Task goal
Reproduce the lines of the data below, verbatim, from the line containing "Note to the class: we label each instance of the deck" through the line containing "pixel 335 258", with both of those lines included.

>> Begin Supplied entries

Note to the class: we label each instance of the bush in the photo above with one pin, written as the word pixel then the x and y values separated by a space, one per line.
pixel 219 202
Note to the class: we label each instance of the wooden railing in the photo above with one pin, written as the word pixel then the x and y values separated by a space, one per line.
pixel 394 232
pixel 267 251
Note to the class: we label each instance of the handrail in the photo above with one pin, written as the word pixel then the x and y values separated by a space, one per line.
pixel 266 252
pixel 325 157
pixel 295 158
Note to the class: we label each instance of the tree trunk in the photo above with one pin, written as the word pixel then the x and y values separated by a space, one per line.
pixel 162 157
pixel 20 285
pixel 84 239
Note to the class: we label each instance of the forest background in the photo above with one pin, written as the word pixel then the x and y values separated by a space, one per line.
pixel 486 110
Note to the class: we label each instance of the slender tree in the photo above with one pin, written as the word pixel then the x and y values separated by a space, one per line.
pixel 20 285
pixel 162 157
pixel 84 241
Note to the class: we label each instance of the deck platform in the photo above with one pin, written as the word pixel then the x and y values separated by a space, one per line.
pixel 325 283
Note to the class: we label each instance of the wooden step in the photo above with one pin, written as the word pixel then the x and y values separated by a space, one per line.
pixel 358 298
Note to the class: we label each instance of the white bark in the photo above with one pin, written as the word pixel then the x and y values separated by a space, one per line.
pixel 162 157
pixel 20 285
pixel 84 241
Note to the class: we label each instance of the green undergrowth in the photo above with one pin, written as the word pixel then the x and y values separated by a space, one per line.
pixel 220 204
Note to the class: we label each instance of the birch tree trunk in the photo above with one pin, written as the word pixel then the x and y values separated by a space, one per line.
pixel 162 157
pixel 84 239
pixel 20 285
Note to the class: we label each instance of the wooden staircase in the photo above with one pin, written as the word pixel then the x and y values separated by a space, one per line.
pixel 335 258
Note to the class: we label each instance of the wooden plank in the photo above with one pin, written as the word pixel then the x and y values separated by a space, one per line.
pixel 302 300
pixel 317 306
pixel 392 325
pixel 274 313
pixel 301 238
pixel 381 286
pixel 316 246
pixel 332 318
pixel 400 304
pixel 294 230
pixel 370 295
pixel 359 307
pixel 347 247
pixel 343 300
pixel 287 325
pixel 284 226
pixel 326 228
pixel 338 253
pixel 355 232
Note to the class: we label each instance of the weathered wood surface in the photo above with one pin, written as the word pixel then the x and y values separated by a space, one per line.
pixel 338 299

>> End Supplied entries

Answer for the task
Note to the class: we label each instance of the deck platform in the photo above with one pin, written as the word pixel then the x and y values separated by a space, one per line.
pixel 325 283
Note to the class: we label each instance of the wooden step in the photo above with one pin, written as the word pixel then the x and y values separated by a space, one per line.
pixel 358 298
Note to the class: we label each instance of the white bark in the photo above with one pin, written as the word pixel then the x and y values separated by a space, one per line.
pixel 162 157
pixel 20 285
pixel 84 241
Note to the class: we label each instance of the green undergrowth in the photo above with one pin, written as the word pixel then the x and y values separated by a space, one per line.
pixel 220 204
Note to the class: we label each instance of the birch tree trunk in the photo above with one pin, written as the word pixel then the x and y values separated by a space, one per line.
pixel 162 157
pixel 84 239
pixel 20 285
Note to the class: we label each instance of the wooden staircase in the photo above with one pin, written as the word pixel then the x and y values separated by a space, one per line.
pixel 335 258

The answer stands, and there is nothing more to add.